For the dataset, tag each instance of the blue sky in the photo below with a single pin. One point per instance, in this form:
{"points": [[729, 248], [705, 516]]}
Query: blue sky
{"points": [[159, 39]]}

====

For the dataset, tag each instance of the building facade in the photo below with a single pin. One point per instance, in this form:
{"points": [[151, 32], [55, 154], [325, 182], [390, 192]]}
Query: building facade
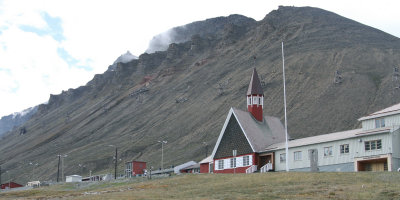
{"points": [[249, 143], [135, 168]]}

====

DESCRIPTION OF THE TASK: Pull out each line of the entries above that contains the string "blue". Case counts, so match capitals and lowercase precisely.

RESPONSE BELOW:
For the dataset, tag each instance of the blue sky in the photo below with a single pin. One point per instance, in this form:
Query: blue sky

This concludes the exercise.